**The task**
Reproduce the whole listing, character for character.
++++++++++
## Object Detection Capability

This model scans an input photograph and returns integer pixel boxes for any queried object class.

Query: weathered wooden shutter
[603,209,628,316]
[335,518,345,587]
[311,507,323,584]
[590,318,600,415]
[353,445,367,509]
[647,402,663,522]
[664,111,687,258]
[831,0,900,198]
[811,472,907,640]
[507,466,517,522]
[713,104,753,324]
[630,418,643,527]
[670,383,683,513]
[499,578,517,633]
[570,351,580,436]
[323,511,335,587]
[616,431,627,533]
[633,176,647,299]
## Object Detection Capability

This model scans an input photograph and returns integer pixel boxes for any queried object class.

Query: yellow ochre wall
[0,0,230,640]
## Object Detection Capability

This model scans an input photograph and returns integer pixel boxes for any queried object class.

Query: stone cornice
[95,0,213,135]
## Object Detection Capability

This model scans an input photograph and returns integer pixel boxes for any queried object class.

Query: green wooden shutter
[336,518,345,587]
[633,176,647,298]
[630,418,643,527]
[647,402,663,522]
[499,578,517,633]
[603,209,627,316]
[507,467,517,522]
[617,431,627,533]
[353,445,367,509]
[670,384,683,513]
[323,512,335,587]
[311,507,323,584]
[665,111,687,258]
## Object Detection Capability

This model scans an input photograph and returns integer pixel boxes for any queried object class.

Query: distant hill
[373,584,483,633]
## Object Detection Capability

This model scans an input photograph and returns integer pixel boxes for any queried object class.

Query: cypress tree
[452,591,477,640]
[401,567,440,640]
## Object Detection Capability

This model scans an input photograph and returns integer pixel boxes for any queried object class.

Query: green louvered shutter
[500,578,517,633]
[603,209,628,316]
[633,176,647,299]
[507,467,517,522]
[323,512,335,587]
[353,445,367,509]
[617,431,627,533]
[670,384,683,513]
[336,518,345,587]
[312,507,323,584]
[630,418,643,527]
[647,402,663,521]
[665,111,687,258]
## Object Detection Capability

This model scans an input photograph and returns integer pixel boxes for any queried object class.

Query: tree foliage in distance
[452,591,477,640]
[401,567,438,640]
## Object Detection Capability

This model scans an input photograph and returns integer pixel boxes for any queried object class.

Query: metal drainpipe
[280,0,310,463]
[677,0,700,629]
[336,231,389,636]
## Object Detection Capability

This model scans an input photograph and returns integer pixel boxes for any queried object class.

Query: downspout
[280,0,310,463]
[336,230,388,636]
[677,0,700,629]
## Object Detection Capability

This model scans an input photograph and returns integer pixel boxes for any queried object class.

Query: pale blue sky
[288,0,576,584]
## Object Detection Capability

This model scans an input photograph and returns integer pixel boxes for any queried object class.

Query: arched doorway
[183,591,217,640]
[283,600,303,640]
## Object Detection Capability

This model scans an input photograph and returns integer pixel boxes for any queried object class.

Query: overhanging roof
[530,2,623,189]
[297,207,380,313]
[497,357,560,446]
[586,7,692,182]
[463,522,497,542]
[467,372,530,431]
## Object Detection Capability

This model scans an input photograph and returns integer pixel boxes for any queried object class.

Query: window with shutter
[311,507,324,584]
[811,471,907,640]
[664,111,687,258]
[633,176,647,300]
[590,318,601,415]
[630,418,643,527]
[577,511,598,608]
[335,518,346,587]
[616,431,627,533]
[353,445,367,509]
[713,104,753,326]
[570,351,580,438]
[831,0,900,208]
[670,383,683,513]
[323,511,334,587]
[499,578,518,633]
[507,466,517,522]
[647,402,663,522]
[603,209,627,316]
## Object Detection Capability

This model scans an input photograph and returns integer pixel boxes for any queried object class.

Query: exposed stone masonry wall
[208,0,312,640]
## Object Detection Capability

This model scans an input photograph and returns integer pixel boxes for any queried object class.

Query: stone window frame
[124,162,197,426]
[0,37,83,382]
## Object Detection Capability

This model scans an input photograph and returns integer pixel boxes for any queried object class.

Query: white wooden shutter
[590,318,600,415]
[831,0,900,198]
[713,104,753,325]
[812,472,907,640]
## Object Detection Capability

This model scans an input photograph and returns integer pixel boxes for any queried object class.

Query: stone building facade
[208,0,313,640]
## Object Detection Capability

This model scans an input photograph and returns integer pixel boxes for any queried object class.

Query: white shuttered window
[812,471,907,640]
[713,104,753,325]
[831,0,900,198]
++++++++++
**Finished answer**
## Object Detection Capability

This model scans an input photograph and returns integer pixel boxes for any queried object class.

Query: weathered wooden shutter
[603,209,628,316]
[335,518,345,587]
[311,507,323,584]
[590,318,600,415]
[353,445,367,509]
[647,402,663,522]
[664,111,687,258]
[831,0,900,198]
[811,472,907,640]
[507,466,517,522]
[713,104,753,324]
[630,418,643,527]
[670,383,683,513]
[499,578,517,633]
[570,351,580,436]
[323,511,335,587]
[616,431,627,533]
[633,176,647,299]
## Object Detection Capability

This model scans an input photograph and returns integer pixel boxes for any queried object class.

Query: yellow ochre wall
[0,0,230,640]
## Object Detection Capability

This model scans an input photograph and returns integer pixel boxes for any queried object class.

Query: stone cornice
[95,0,213,135]
## Object Detection Capability

This model scans an input photograph and returns integer pixel boxes for any queried object class.

Query: green wooden shutter
[336,518,345,587]
[633,176,647,298]
[630,418,643,527]
[647,402,663,522]
[499,578,517,633]
[603,209,627,316]
[507,467,517,522]
[617,431,627,533]
[353,445,367,509]
[670,384,683,513]
[323,512,335,587]
[311,507,323,584]
[665,111,687,258]
## Object Detection Capability

This model scans an input photograph and returns integer pixel boxes for any queried object class.

Query: distant hill
[373,584,483,633]
## Object Detection Capability

This model scans an input photograph and returns integer pixel boxes for any queried object class.

Query: cypress tree
[452,591,477,640]
[401,567,440,640]
## Object Detection Capability

This model scans an input photograph and returns integer pixel boxes for any queried object class.

Query: green louvered shutter
[500,578,517,633]
[603,209,628,316]
[633,176,647,299]
[507,467,517,522]
[323,512,335,587]
[353,445,367,509]
[617,431,627,533]
[670,384,683,513]
[336,518,345,587]
[312,507,323,584]
[630,418,643,527]
[647,402,663,521]
[665,111,687,258]
## Object Detection Capability

This model scans an input photograph and returns integer pixel boxes for any queried object class.

Query: tree foliage in distance
[452,591,477,640]
[401,567,438,640]
## Object Detection Capability

This model scans an input photograph and returns integer pixel boxes for any queried object class.

Query: metal drainpipe
[280,0,310,463]
[677,0,700,629]
[336,231,389,636]
## Object Detection Capability

This model scans an input photograph and returns integer pixel boxes for any queried object class.

Query: downspout
[280,0,310,463]
[336,230,388,636]
[677,0,700,629]
## Object Detection Capability

This model scans an input photograph and returns integer pixel boxes for any queried object class.

Query: pale blue sky
[288,0,576,584]
## Object Detection Capability

This model scans an input photograph and returns integer pixel boxes for any queried object class.

Query: arched doorway
[183,591,217,640]
[283,600,303,640]
## Object Detection Capability

This model scans an input photograph and returns integer pixel boxes for any queried object class.

Query: overhanging roof
[530,2,623,189]
[297,207,380,313]
[497,357,560,446]
[586,7,692,182]
[463,522,497,542]
[467,372,530,431]
## Object Detection Capability

This model scans an input photograph and returns integer pixel boxes for any queried object class.

Query: window with shutter
[311,507,324,584]
[811,471,907,640]
[664,111,687,258]
[633,176,647,300]
[590,318,601,415]
[630,418,643,527]
[577,511,598,608]
[335,518,346,587]
[616,431,627,533]
[353,445,367,509]
[713,104,753,326]
[570,351,580,438]
[831,0,900,208]
[670,383,683,513]
[323,511,334,587]
[499,578,518,633]
[507,466,517,522]
[647,402,663,522]
[603,209,627,316]
## Object Detection Capability

This model scans an input photograph and returns integer pixel boxes for any queried object class.

Query: exposed stone masonry wall
[208,0,312,640]
## Object Detection Capability

This model scans an input photograph and returns integer pixel boxes for any queried object class.

Query: stone window frame
[124,162,197,426]
[0,37,83,382]
## Object Detection Capability

This model scans an input photograph and returns integer pixel boxes for any queried object class.

Query: white wooden shutter
[590,318,600,415]
[831,0,900,198]
[713,104,753,325]
[812,472,907,640]
## Object Detection Capability

This model scans an input photograph and returns integer pixel boxes for any queried object class.

Query: stone building facade
[208,0,313,640]
## Object Detection Capability

This model scans an input photograph and returns integer pixel boxes for any queried object class.

Query: white shuttered window
[812,471,907,640]
[713,104,753,325]
[831,0,900,198]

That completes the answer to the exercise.